(PROBLEM TO SOLVE):
Pictures do not belong in the copy; retype the records below exactly.

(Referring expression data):

== Segment start ==

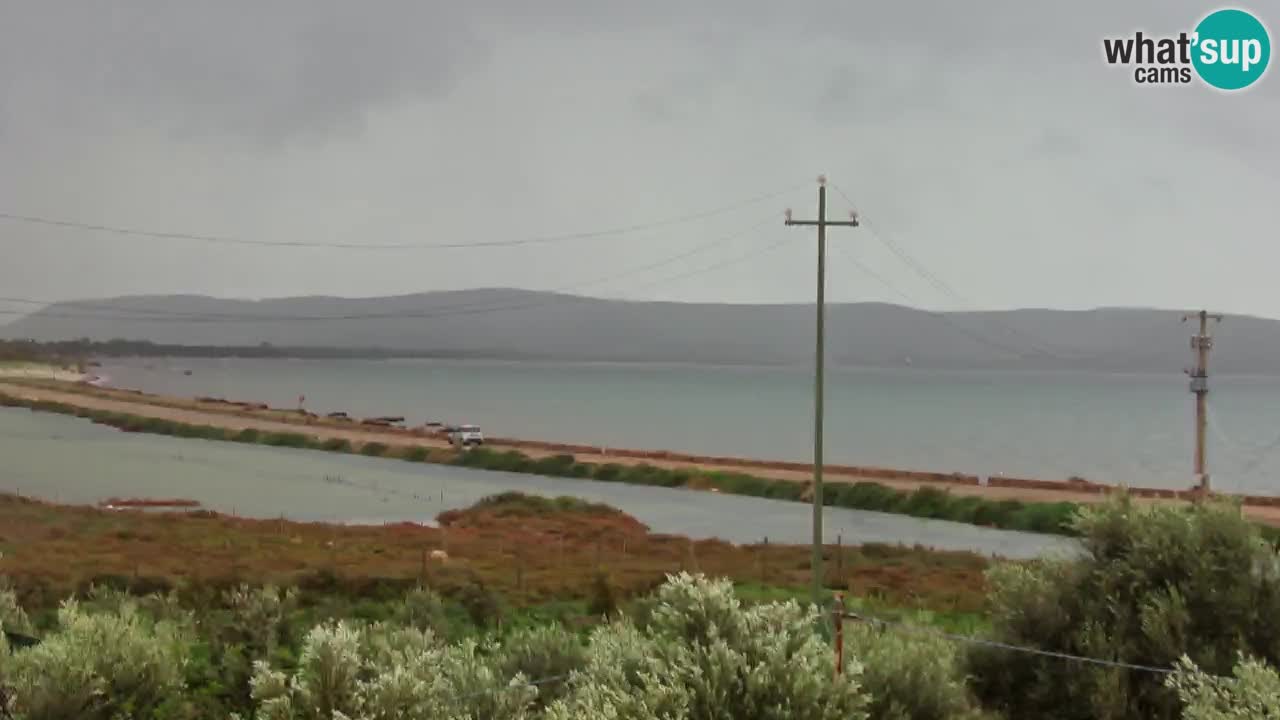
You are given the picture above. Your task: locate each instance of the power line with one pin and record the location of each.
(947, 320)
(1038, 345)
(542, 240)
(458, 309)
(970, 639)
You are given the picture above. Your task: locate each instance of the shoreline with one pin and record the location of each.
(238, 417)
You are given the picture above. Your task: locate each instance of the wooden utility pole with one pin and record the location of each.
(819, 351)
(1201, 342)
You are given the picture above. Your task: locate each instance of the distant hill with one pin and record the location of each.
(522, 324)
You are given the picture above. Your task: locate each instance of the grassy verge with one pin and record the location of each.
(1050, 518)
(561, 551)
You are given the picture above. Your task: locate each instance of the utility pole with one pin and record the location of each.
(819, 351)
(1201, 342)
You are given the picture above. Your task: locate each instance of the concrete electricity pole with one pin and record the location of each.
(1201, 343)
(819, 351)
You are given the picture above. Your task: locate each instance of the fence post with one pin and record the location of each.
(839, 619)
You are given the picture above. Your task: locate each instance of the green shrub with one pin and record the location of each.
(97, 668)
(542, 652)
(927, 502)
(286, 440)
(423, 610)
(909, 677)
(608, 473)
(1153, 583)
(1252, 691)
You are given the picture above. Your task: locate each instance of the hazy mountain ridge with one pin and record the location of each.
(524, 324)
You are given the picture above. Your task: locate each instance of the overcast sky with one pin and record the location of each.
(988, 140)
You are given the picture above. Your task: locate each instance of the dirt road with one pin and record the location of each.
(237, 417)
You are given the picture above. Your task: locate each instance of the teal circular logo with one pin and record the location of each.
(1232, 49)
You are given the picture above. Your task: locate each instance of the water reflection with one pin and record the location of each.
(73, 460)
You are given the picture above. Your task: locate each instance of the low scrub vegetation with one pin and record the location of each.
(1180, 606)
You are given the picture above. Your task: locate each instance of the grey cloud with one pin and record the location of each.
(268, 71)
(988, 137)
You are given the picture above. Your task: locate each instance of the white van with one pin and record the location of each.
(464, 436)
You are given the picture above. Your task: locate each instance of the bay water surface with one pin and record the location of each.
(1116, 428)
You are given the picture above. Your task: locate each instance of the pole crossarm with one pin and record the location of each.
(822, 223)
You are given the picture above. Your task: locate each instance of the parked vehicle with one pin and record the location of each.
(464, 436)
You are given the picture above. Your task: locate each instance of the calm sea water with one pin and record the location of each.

== Segment end ==

(TASK RESPONSE):
You are given the picture above. Your task: locate each instance of the power line with one pin and record the location of each.
(947, 320)
(1038, 345)
(542, 240)
(458, 309)
(970, 639)
You are given the picture above. Your task: locate each instance of the shoreline with one pin and record the location of each.
(238, 417)
You are given the picture above. Your task: locate each instance of the wooden utility pole with one pin and record the location of each.
(819, 351)
(1201, 342)
You are given the picture above. Your task: locate each instance of the distant hill with one pin and record the location of each.
(522, 324)
You are given the picture above. Your task: locate each instance of the grassy verge with one pin and record the location of each.
(1050, 518)
(561, 551)
You are given the picture above. Your task: locate each instance of the utility pole with one pin and record the location of each.
(819, 351)
(1201, 342)
You are given the picture above. Your task: locate each instance of the concrete electricity pole with one pin and record the location of each.
(1201, 343)
(819, 351)
You are given the picture above. Your task: locate each instance of the fence post with one pin and record the location of each.
(839, 619)
You are given the picture above. Your task: locate each instance of the green shrub with one pin and record the location of each.
(97, 668)
(542, 652)
(927, 502)
(286, 440)
(423, 610)
(909, 677)
(608, 473)
(1153, 583)
(1252, 691)
You are given the picture above. Your task: locate each instance of the hazy mountain ridge with one pin and record the location of each.
(524, 324)
You are given the picture above. Your task: locate each instance of the overcast sky with one pin and record the location of each.
(988, 140)
You are given the picture above. Your task: locate each instance of the dirt road with one pin and record the location of each.
(237, 417)
You are given the picture above. Your task: locate each instance of the teal circular logo with one pin and record the location of each.
(1232, 49)
You are given the picture above. Your task: locate each instance of the water reflection with one pin and record the location of each.
(73, 460)
You are given the picture above. Your task: locate each instance of the low scrub vegetation with one pin and record the location of each.
(1180, 606)
You are given the picture above. Your task: locate each instance of the grey cloud with one pin and record the location of each.
(268, 71)
(988, 137)
You are given the picture above. Your task: locate each instance of the white van with one pin and record the location of each.
(464, 436)
You are given the picture above. Your task: locate each instance of the bay water surface with one pin and record the location of each.
(1116, 428)
You are given the picture above. Your task: locate each instance of the pole crossarm with one pin and record the location of each.
(822, 223)
You are given the picture above. Your task: locate each instance of the parked vehicle with one pin and record the location of each.
(464, 436)
You are given the picture above. Your task: locate each instance of the calm sea water with one pin and record the location of each.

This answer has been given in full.